INSTRUCTIONS FOR THE TASK =>
Using the article on COVID-19 and homelessness in Ontario, explain in one to three sentences why the virus spreading to homeless communities could be disastrous for housed people as well as homeless people.

The Conversation
23 Apr 2020, 20:09 GMT+10
As the COVID-19 pandemic continues, officials in many Ontario cities have moved to protect the homeless population. At the same time, police are still enforcing the province's punitive Safe Streets Act against people surviving on the street. This enforcement must stop if we are to avert a public health catastrophe.
Homeless people are at profound and immediate risk. Researchers at the University of Pennsylvania have found that when homeless people are infected with the virus, they are twice as likely to be hospitalized, two to four times as likely to require critical care, and two to three times as likely to die than the general population.
The report warns that it will take US$11.5 billion to manage the spread of COVID-19 among the homeless population in the United States alone.
The spread of the virus to homeless communities in Ontario could be disastrous to the homeless and the housed alike, given the strain that medical facilities are under. Underfunded and overwhelmed, many of the emergency shelters opened across Canada still lack basic counter-measures such as social distancing, self-isolation and proper hygiene protocols.
States of emergency issued by the province and communities, big and small, put into sharp focus the obligation of governments to protect vulnerable people and those who care for them. The inclusion of homeless shelters and drop-in centres as essential services and the prohibition on the eviction of rental tenants are important first steps.
The Ontario government must, however, go further to protect homeless people. Attorney General David Downey should immediately instruct all Ontario police services to stop routine enforcement of the Safe Streets Act.
A cruel and unjust law
Enacted by former Ontario premier Mike Harris's Conservative government in 1999, the Safe Streets Act was part of a trend across North America to criminalize homelessness and visible poverty.

DATASET CONTENT =>

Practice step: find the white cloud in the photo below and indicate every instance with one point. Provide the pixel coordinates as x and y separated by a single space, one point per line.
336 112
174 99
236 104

==

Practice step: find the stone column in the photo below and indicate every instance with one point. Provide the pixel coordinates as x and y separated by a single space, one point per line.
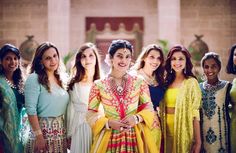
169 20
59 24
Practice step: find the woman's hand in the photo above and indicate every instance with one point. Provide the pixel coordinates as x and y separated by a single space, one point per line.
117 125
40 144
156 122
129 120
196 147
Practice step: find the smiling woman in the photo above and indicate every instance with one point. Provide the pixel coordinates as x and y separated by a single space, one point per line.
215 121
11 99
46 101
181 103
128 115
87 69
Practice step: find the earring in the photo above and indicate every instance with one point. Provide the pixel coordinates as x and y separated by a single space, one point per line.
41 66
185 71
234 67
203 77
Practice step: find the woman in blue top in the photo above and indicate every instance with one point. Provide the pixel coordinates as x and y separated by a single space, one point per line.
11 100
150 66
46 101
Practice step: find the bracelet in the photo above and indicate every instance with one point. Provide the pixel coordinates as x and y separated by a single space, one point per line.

* * *

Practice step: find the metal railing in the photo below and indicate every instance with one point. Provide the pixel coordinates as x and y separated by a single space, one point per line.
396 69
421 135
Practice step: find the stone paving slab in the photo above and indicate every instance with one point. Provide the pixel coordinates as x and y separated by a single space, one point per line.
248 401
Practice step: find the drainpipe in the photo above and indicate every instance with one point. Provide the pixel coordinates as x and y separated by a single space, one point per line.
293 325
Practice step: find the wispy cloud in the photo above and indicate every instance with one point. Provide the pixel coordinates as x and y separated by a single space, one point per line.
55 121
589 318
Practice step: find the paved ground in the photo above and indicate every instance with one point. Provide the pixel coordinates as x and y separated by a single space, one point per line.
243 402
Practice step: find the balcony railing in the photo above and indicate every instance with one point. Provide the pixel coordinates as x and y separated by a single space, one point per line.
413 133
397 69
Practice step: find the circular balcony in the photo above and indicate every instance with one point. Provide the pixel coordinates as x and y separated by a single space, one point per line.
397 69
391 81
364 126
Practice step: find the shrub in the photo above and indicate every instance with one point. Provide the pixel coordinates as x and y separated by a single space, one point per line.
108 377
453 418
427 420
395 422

SOLUTION FOR THIS PROBLEM =>
The spread could harm both groups because of the strain that medical facilities are already under.